- _Referring expression data_

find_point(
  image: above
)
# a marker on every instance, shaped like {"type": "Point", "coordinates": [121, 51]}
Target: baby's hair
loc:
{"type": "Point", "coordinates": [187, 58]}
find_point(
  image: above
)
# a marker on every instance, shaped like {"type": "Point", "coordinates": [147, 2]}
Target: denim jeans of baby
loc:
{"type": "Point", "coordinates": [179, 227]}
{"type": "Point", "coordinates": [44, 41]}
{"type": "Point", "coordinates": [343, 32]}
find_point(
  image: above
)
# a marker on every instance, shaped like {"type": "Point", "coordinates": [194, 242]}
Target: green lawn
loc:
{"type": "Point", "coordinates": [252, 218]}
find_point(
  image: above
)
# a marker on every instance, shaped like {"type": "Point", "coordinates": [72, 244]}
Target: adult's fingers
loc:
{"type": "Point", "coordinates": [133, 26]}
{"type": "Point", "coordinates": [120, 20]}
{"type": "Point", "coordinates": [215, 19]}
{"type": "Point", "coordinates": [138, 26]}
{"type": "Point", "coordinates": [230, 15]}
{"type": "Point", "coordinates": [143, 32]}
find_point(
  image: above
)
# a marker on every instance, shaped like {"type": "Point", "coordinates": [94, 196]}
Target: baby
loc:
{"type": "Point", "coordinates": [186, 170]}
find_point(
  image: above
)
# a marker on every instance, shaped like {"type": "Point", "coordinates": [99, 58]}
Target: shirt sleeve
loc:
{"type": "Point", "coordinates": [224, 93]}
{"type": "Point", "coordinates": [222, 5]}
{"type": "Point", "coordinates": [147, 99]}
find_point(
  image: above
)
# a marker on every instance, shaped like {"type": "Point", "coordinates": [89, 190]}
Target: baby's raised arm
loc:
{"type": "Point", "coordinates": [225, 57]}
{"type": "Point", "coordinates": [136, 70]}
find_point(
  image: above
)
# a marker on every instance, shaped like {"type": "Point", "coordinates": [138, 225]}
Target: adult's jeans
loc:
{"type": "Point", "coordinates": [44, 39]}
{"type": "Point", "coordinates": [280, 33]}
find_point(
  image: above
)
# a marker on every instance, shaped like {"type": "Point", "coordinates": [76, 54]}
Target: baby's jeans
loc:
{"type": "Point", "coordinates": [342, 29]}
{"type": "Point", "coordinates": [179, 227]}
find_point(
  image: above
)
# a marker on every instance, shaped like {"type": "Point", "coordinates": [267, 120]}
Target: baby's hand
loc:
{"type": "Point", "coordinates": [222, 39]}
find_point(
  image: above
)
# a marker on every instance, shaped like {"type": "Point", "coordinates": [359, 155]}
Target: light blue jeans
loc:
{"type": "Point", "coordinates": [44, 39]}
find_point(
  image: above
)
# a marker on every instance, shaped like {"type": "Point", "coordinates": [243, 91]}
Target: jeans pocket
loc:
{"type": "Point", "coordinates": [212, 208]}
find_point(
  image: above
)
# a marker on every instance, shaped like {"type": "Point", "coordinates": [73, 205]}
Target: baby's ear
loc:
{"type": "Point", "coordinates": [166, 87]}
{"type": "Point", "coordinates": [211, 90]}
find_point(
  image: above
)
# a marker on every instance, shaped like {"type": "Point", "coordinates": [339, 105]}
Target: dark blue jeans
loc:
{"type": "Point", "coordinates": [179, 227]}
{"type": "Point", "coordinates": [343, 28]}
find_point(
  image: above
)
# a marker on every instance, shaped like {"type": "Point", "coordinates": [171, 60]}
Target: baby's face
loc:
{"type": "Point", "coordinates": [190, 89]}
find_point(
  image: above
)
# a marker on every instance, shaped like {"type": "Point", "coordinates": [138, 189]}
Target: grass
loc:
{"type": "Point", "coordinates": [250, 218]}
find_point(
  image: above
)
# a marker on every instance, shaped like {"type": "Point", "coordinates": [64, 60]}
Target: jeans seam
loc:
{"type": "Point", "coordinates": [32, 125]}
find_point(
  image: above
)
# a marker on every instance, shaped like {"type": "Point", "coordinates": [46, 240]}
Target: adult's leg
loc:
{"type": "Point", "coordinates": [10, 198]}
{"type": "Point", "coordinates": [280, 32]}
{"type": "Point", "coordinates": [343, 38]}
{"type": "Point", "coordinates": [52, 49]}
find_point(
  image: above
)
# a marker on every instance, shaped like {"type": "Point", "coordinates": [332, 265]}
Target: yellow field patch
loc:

- _Exercise details_
Copy all records verbatim.

- _Your response_
find_point(
  image: above
)
# a marker on every instance, shaped like {"type": "Point", "coordinates": [121, 51]}
Target: baby's hair
loc:
{"type": "Point", "coordinates": [187, 58]}
find_point(
  image: above
)
# a marker on every instance, shaped like {"type": "Point", "coordinates": [147, 2]}
Target: denim jeans of baby
loc:
{"type": "Point", "coordinates": [179, 227]}
{"type": "Point", "coordinates": [44, 41]}
{"type": "Point", "coordinates": [343, 32]}
find_point(
  image: above
)
# a marker on every instance, shaped like {"type": "Point", "coordinates": [194, 242]}
Target: green lawn
loc:
{"type": "Point", "coordinates": [252, 218]}
find_point(
  image: above
)
# a marker on every instance, shaped like {"type": "Point", "coordinates": [72, 244]}
Target: adult's fingers
loc:
{"type": "Point", "coordinates": [133, 26]}
{"type": "Point", "coordinates": [120, 20]}
{"type": "Point", "coordinates": [215, 19]}
{"type": "Point", "coordinates": [138, 26]}
{"type": "Point", "coordinates": [230, 15]}
{"type": "Point", "coordinates": [143, 32]}
find_point(
  image: above
)
# a marker on every instance, shaped like {"type": "Point", "coordinates": [94, 196]}
Target: baby
loc:
{"type": "Point", "coordinates": [186, 170]}
find_point(
  image: above
)
# a marker on every instance, shaped like {"type": "Point", "coordinates": [99, 58]}
Target: shirt sleeve
loc:
{"type": "Point", "coordinates": [224, 93]}
{"type": "Point", "coordinates": [222, 5]}
{"type": "Point", "coordinates": [147, 99]}
find_point(
  image: above
)
# a marker on every instance, shaped like {"type": "Point", "coordinates": [89, 190]}
Target: baby's raised arm
loc:
{"type": "Point", "coordinates": [225, 57]}
{"type": "Point", "coordinates": [136, 70]}
find_point(
  image: above
)
# a marker on every instance, shaped like {"type": "Point", "coordinates": [138, 225]}
Target: adult's jeans
loc:
{"type": "Point", "coordinates": [44, 39]}
{"type": "Point", "coordinates": [280, 33]}
find_point(
  image: above
)
# a marker on every instance, shaped like {"type": "Point", "coordinates": [76, 54]}
Target: baby's jeans
loc:
{"type": "Point", "coordinates": [342, 29]}
{"type": "Point", "coordinates": [179, 227]}
find_point(
  image: above
)
# a marker on every instance, shaped like {"type": "Point", "coordinates": [267, 120]}
Target: baby's hand
loc:
{"type": "Point", "coordinates": [222, 39]}
find_point(
  image: above
)
# a marker on every instance, shaped like {"type": "Point", "coordinates": [359, 155]}
Target: light blue jeans
loc:
{"type": "Point", "coordinates": [44, 39]}
find_point(
  image: above
)
# a marker on every instance, shaped like {"type": "Point", "coordinates": [243, 91]}
Target: jeans pocket
loc:
{"type": "Point", "coordinates": [212, 208]}
find_point(
  image: above
)
# a marker on every instance, shaped like {"type": "Point", "coordinates": [73, 205]}
Target: baby's ear
loc:
{"type": "Point", "coordinates": [166, 87]}
{"type": "Point", "coordinates": [211, 90]}
find_point(
  image: above
)
# a marker on every instance, shaped like {"type": "Point", "coordinates": [339, 105]}
Target: dark blue jeans
loc:
{"type": "Point", "coordinates": [179, 227]}
{"type": "Point", "coordinates": [343, 28]}
find_point(
  image: above
)
# a marker on every instance, shaped like {"type": "Point", "coordinates": [171, 60]}
Target: baby's face
loc:
{"type": "Point", "coordinates": [190, 89]}
find_point(
  image: above
)
# a marker on every instance, shaped like {"type": "Point", "coordinates": [138, 189]}
Target: grass
loc:
{"type": "Point", "coordinates": [250, 218]}
find_point(
  image: above
)
# a marker on every instance, shaped like {"type": "Point", "coordinates": [64, 60]}
Target: jeans seam
loc:
{"type": "Point", "coordinates": [32, 125]}
find_point(
  image: above
)
# a marker on every instance, shaped like {"type": "Point", "coordinates": [46, 240]}
Target: adult's leg
loc:
{"type": "Point", "coordinates": [10, 198]}
{"type": "Point", "coordinates": [280, 32]}
{"type": "Point", "coordinates": [343, 38]}
{"type": "Point", "coordinates": [52, 49]}
find_point(
  image: above
)
# a marker on every instance, shaped like {"type": "Point", "coordinates": [332, 265]}
Target: yellow field patch
loc:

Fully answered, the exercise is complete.